Possuímos expressões faciais convencionais para expressar simpatia, prazer, dignidade, o sorriso estereotipado da figura. Perguntamos a nossos semelhantes: "Como está?, sem nos preocuparmos com a resposta ou mesmo sem verdadeiro interesse. E dizêmo-lo sempre com um tom regulado tão perfeitamente que se poderia fixar suas notas, invariavelmente repetidas ao infinito, para expressar a satisfação de nos encontrarmos com eles, enquanto que no fundo o fato nos é absolutamente indiferente, quando não desagradável. O código social corrompeu até o ator, o homem cuja missão é a de expressar sentimentos. Quando se educam gerações ensinando-as a conter suas emoções, já não resta nada, em suma, para reprimir ou liberar.

Enamorados

Como é possível que o comediante, profundamente preso às ficções da vida burguesa, possa à noite dar esse salto prodigioso a fim de converter-se num rei louco, cujas paixões tudo transtornam?. Como é possível que faça crer ao espectador que está se matando por ciúmes ou se suicidando por amor? Uma das características de nosso teatro atual é que nele quase não existem enamorados. Quando um ator diz em cena "amo-te", em muitos teatros se fará um fundo musical a fim de expressar um estado de espírito poético. Substitui-se, deste modo, a vibração da alma por uma vibração de violinos, sem a qual não se poderia distinguir um "amo-te" de um "como vai".

★ ★ ★

→ Solicitação
Reescreva o trecho do texto sobre o teatro que começa em "Possuímos expressões faciais" e termina em "reprimir ou liberar.", trocando "ator" por "intérprete". O material não tem nenhuma relação com o texto sobre o teatro.

→ Itens armazenados
★ ★ ★

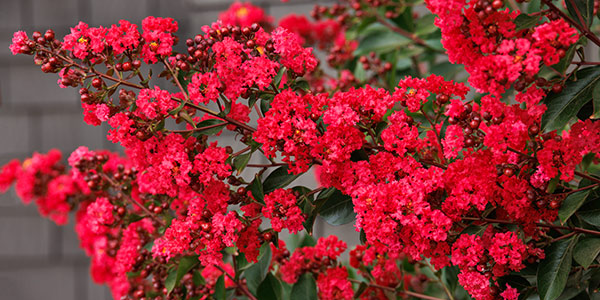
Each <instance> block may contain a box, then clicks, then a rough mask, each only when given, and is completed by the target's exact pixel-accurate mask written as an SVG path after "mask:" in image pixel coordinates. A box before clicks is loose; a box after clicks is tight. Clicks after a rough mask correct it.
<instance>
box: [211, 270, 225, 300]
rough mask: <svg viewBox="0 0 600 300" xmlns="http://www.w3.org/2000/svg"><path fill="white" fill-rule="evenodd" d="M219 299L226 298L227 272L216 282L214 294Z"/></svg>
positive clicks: (221, 275) (217, 280)
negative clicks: (225, 276) (214, 292)
mask: <svg viewBox="0 0 600 300" xmlns="http://www.w3.org/2000/svg"><path fill="white" fill-rule="evenodd" d="M213 296H214V297H215V299H217V300H225V299H226V297H225V274H223V275H221V276H220V277H219V279H217V283H216V284H215V294H214V295H213Z"/></svg>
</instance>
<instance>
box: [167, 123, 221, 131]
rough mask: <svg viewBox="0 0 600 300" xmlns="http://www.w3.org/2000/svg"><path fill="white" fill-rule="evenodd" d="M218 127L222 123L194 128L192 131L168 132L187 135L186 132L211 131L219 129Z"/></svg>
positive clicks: (189, 129)
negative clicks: (205, 130) (182, 133)
mask: <svg viewBox="0 0 600 300" xmlns="http://www.w3.org/2000/svg"><path fill="white" fill-rule="evenodd" d="M219 126H223V123H221V124H213V125H208V126H204V127H198V128H194V129H186V130H169V132H173V133H188V132H195V131H202V130H207V129H211V128H216V127H219Z"/></svg>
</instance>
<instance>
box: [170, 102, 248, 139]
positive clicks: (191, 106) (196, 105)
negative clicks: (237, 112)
mask: <svg viewBox="0 0 600 300" xmlns="http://www.w3.org/2000/svg"><path fill="white" fill-rule="evenodd" d="M171 100H174V101H177V102H179V103H182V102H184V105H185V106H189V107H192V108H195V109H197V110H200V111H203V112H205V113H207V114H210V115H213V116H215V117H218V118H220V119H223V120H225V121H227V122H229V123H231V124H233V125H235V126H237V127H240V128H243V129H245V130H248V131H250V132H255V131H256V129H254V128H252V127H250V126H248V125H246V124H244V123H242V122H239V121H237V120H234V119H232V118H230V117H227V116H225V117H222V116H219V113H218V112H216V111H213V110H211V109H208V108H207V107H203V106H200V105H196V104H194V103H191V102H186V101H185V100H182V99H179V98H175V97H171Z"/></svg>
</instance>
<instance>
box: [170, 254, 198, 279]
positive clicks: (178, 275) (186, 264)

★ ★ ★

→ Resposta ao problema
Possuímos expressões faciais convencionais para expressar simpatia, prazer, dignidade, o sorriso estereotipado da figura. Perguntamos a nossos semelhantes: "Como está?, sem nos preocuparmos com a resposta ou mesmo sem verdadeiro interesse. E dizêmo-lo sempre com um tom regulado tão perfeitamente que se poderia fixar suas notas, invariavelmente repetidas ao infinito, para expressar a satisfação de nos encontrarmos com eles, enquanto que no fundo o fato nos é absolutamente indiferente, quando não desagradável. O código social corrompeu até o intérprete, o homem cuja missão é a de expressar sentimentos. Quando se educam gerações ensinando-as a conter suas emoções, já não resta nada, em suma, para reprimir ou liberar.